_WHAT IS EXPECTED_
Among the entries, find each line that includes the string "below" and list it.

[Collection entries]
>>>>

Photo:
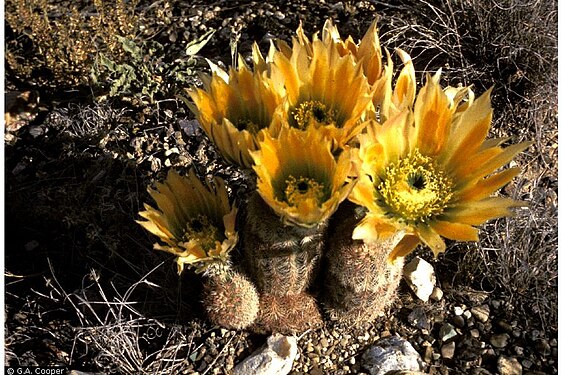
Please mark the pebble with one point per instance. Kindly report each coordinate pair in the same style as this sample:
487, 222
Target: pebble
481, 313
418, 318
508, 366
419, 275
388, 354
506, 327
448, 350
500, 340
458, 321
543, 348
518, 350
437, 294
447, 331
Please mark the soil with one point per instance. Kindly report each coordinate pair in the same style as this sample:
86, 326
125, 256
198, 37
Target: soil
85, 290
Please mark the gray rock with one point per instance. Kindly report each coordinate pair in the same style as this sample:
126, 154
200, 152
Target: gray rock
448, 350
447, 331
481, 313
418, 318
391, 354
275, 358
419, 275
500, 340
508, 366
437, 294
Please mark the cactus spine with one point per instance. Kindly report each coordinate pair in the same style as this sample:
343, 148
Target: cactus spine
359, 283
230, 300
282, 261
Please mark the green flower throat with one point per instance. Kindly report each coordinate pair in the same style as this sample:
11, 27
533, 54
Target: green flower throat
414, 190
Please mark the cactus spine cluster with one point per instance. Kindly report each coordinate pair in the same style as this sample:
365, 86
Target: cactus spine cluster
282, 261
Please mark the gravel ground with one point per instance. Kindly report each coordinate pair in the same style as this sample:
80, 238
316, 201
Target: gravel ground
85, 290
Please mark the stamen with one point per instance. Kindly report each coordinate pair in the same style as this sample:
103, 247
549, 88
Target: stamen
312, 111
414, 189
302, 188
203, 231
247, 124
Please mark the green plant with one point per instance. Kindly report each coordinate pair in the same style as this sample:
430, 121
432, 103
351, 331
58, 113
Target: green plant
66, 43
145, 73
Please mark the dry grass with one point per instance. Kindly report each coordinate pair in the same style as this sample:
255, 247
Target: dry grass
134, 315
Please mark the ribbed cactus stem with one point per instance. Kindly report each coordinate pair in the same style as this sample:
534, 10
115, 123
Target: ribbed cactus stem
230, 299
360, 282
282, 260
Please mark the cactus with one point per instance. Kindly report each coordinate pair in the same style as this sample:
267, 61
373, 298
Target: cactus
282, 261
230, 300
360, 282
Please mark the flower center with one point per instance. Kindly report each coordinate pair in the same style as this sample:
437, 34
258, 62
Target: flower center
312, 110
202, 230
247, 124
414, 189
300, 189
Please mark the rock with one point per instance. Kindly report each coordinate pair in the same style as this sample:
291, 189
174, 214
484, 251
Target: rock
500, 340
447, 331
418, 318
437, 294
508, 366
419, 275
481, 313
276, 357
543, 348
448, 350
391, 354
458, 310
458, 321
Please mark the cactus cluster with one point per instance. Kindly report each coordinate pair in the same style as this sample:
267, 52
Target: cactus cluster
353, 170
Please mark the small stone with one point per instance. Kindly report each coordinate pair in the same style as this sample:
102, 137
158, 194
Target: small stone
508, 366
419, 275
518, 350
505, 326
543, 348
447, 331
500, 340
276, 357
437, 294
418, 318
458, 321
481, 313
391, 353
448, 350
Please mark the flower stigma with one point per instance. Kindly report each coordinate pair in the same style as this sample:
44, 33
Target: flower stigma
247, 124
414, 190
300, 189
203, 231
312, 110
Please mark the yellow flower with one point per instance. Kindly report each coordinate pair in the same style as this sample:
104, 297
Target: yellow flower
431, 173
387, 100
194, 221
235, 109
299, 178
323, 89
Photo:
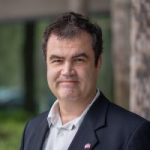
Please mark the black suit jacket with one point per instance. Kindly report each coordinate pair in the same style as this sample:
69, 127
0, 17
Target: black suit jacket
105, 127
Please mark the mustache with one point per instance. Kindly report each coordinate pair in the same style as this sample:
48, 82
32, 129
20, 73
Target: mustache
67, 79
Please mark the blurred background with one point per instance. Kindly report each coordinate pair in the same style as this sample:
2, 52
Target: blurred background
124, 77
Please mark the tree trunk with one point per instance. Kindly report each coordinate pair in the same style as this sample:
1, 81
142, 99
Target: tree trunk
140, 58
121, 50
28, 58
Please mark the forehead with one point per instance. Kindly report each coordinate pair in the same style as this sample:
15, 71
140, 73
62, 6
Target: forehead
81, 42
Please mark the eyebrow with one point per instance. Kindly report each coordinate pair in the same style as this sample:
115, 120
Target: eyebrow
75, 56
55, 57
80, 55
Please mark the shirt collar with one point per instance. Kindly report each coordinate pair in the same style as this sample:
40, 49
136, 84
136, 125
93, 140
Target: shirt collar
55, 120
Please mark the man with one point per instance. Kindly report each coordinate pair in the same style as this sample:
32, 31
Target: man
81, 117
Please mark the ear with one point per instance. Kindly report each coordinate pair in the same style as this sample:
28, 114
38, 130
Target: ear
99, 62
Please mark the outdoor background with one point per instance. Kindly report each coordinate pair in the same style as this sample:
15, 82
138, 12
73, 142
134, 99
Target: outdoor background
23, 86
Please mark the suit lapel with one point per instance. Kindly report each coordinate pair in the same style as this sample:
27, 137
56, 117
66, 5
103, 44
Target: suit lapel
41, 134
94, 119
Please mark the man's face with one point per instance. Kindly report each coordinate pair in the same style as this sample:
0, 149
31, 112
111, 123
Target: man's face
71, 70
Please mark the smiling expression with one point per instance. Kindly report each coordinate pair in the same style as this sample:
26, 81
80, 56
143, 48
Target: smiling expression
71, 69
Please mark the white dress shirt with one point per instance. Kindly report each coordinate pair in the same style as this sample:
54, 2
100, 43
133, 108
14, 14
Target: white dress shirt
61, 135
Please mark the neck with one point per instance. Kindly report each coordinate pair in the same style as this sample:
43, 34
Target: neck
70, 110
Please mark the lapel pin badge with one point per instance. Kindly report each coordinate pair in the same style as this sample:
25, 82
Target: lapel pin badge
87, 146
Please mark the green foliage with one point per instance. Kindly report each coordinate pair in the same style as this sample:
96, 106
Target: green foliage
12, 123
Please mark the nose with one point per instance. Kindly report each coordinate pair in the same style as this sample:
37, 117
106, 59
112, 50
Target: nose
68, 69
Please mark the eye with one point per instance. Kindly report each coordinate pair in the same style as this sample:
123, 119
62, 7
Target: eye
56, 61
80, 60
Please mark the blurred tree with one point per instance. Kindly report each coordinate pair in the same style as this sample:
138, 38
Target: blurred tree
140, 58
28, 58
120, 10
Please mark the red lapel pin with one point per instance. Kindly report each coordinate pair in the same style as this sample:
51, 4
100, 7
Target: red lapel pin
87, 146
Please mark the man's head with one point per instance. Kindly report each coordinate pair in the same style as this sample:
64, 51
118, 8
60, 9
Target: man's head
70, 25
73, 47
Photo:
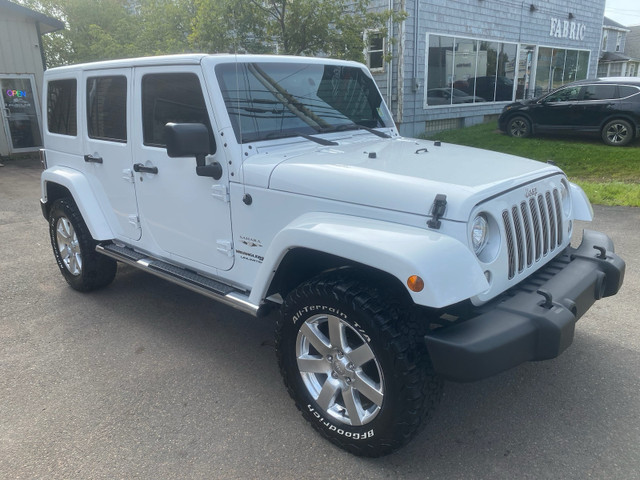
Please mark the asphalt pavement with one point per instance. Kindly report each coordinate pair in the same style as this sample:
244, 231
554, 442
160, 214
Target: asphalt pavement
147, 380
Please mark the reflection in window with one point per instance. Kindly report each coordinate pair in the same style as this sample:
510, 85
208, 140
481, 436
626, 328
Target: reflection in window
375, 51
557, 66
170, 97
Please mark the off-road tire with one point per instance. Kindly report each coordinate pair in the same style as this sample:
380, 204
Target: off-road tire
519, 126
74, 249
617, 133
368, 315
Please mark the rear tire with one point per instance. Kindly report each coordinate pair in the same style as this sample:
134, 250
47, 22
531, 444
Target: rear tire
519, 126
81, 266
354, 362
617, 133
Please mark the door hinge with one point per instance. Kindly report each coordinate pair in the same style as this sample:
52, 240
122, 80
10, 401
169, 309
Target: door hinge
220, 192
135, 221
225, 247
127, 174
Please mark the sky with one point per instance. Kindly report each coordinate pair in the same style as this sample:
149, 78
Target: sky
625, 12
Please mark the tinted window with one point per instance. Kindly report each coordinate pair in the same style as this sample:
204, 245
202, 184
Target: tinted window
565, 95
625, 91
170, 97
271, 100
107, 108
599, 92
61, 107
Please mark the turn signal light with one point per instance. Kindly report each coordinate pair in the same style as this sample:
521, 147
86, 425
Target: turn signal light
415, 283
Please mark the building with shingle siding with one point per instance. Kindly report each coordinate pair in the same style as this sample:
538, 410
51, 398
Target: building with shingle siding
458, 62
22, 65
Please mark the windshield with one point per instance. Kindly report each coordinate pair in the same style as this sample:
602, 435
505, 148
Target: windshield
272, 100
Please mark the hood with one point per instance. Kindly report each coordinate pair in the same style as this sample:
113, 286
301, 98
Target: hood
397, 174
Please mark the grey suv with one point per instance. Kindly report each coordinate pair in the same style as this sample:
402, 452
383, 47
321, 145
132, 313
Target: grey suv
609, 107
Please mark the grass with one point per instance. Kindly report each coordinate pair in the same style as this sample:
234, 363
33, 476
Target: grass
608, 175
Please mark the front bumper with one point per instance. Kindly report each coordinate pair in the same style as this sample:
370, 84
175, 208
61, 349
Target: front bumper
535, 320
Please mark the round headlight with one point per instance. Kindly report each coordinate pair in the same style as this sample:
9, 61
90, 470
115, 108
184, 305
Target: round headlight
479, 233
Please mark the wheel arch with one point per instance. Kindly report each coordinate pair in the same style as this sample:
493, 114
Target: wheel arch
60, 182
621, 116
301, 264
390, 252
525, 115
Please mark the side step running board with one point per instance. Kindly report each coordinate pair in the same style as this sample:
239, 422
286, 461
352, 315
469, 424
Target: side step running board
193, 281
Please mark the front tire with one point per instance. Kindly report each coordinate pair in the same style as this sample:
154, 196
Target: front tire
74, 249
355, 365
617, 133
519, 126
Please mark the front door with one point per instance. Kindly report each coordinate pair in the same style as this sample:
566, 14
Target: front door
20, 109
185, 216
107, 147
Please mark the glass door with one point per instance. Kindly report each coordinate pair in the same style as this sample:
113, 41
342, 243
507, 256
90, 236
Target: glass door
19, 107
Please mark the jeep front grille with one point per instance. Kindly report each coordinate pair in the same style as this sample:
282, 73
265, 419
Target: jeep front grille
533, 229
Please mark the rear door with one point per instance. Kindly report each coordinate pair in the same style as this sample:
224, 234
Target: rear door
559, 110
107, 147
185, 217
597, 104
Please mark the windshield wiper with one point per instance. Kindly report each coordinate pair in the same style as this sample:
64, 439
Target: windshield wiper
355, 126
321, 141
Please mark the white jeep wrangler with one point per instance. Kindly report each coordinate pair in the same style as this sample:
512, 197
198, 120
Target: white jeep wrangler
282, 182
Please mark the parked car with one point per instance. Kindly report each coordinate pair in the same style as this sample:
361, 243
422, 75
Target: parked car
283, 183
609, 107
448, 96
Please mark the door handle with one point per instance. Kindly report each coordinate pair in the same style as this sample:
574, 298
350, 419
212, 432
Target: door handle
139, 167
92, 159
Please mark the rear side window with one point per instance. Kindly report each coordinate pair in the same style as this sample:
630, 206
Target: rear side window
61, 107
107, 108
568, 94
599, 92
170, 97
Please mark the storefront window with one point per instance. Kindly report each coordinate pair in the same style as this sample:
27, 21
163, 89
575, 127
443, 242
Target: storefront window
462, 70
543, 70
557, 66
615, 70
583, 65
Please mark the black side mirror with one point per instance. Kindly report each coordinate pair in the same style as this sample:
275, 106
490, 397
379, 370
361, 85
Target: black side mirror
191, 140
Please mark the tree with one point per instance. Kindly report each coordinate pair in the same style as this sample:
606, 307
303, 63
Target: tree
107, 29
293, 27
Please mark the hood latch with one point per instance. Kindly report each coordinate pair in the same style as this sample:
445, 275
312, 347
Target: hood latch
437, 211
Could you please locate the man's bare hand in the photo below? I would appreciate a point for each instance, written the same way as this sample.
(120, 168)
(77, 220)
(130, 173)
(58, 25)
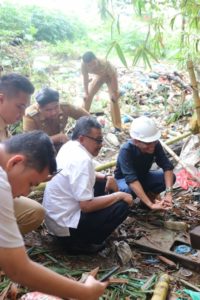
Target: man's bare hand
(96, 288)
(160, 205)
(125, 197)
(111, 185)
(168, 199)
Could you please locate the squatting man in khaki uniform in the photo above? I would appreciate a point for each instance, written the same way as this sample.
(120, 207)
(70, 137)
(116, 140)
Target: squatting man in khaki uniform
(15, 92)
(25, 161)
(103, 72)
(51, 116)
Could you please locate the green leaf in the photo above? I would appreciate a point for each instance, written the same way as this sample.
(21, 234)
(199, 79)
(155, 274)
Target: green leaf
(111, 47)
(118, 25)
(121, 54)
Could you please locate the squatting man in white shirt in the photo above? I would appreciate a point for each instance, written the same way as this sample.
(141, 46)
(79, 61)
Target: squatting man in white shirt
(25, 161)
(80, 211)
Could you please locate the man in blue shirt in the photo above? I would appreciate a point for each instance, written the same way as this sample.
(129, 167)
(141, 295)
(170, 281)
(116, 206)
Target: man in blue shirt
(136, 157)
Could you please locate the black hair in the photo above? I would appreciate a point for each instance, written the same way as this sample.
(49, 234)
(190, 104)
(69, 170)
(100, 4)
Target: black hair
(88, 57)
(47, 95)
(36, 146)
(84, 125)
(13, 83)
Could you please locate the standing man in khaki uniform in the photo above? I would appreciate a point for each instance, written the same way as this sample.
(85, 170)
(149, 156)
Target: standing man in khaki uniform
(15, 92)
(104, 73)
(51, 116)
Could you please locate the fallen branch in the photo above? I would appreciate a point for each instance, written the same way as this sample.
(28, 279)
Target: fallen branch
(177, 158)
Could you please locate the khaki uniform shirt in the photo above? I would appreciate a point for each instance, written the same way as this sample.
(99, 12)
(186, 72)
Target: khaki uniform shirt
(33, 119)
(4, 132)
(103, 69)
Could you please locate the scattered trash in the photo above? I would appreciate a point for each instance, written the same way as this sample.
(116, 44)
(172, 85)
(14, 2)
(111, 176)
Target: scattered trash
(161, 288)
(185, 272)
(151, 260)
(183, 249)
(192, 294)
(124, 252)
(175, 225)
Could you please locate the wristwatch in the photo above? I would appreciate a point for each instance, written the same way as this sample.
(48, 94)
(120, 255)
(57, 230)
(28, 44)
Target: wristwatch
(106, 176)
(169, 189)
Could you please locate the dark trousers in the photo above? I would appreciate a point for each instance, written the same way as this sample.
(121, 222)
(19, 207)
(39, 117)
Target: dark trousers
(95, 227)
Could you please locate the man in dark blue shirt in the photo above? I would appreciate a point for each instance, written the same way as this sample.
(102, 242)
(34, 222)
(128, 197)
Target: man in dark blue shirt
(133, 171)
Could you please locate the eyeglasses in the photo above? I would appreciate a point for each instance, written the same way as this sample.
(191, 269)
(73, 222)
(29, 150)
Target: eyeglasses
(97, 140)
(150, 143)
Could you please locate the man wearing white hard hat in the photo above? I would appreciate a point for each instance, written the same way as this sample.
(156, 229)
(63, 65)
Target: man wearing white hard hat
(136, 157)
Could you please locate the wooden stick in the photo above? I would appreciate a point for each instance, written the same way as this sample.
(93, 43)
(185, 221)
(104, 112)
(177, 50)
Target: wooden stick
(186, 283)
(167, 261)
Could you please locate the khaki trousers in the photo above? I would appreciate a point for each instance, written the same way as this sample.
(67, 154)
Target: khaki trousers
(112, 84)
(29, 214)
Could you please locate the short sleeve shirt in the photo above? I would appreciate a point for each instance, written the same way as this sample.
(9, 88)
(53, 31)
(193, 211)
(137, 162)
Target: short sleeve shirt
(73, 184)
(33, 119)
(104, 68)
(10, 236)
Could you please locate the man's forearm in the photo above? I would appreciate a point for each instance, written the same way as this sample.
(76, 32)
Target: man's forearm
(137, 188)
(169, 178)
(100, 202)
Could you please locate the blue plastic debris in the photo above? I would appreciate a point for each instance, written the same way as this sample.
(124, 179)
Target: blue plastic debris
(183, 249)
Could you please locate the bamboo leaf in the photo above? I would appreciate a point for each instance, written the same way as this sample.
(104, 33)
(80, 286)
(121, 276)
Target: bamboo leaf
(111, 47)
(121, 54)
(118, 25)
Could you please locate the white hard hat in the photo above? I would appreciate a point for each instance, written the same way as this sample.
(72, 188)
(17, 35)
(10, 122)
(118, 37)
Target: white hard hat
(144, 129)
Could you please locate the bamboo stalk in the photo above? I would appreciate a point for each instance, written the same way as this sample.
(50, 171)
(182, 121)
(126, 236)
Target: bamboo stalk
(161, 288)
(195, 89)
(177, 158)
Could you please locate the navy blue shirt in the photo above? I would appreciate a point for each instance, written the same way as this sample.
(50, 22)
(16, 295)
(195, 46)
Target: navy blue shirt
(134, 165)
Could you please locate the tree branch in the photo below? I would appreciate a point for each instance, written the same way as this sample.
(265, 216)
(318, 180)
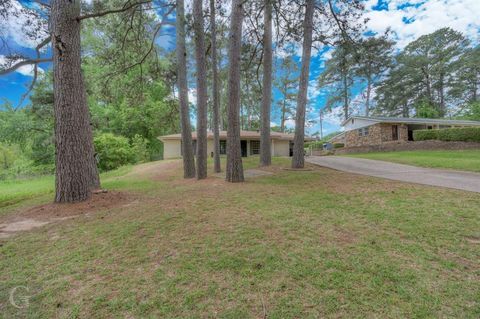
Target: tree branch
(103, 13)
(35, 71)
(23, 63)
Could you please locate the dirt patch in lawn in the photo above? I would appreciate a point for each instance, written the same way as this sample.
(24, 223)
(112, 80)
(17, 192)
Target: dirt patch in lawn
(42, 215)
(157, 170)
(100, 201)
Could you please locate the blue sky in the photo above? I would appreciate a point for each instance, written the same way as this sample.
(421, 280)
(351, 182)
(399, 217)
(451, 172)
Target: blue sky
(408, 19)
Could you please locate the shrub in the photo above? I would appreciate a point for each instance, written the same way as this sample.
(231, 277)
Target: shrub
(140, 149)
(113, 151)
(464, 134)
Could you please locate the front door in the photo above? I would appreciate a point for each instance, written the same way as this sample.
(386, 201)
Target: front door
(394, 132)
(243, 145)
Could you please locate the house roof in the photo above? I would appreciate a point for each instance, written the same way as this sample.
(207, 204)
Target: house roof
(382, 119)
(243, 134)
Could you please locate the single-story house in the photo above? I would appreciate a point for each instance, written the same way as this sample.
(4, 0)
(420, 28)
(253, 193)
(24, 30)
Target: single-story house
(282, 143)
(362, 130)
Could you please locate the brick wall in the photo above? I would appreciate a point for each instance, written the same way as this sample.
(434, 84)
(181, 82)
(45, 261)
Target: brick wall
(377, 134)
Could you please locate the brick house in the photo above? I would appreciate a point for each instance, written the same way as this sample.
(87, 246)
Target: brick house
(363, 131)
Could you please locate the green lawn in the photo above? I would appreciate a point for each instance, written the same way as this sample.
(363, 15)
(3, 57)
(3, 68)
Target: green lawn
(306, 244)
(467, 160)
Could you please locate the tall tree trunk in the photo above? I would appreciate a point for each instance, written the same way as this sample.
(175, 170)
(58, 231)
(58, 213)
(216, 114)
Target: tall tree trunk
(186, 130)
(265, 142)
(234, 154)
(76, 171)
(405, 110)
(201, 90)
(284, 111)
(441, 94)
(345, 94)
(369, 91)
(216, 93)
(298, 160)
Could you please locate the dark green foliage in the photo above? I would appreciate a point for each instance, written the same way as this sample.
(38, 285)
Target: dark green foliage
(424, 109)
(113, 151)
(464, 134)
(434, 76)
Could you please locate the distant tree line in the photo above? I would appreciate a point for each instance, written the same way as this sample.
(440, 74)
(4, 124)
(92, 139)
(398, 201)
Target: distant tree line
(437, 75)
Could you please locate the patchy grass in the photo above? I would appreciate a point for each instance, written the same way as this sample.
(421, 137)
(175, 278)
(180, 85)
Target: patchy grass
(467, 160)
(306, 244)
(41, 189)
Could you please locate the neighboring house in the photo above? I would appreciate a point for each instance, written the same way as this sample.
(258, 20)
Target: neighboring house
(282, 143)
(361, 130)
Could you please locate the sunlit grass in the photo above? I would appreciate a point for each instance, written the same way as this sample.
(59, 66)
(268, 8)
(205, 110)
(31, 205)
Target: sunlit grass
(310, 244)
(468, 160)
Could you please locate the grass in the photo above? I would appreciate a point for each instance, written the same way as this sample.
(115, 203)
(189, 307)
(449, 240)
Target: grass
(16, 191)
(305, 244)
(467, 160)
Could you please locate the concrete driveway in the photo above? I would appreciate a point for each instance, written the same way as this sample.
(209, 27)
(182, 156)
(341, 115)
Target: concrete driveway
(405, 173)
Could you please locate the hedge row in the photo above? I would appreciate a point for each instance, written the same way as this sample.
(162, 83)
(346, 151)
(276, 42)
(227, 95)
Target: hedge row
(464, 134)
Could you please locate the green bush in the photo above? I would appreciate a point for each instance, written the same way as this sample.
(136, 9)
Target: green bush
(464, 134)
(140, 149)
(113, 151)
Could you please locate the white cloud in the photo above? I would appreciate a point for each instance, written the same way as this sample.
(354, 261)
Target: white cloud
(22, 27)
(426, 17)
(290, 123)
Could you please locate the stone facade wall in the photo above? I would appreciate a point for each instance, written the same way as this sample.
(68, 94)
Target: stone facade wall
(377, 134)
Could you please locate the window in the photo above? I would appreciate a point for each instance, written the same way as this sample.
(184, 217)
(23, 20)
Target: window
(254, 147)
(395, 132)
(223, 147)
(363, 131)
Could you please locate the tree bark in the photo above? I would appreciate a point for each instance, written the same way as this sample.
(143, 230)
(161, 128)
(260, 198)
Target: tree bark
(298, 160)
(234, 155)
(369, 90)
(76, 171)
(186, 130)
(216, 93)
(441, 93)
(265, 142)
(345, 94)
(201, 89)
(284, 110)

<<<<

_REPLY TO THE TASK_
Could you please locate the man's bare hand in the photo below? I would appreciate a point for each instance, written the same way as this sample.
Could you please locate the tree branch in the photo below? I would appreciate a point for each instance, written the same way as this sample.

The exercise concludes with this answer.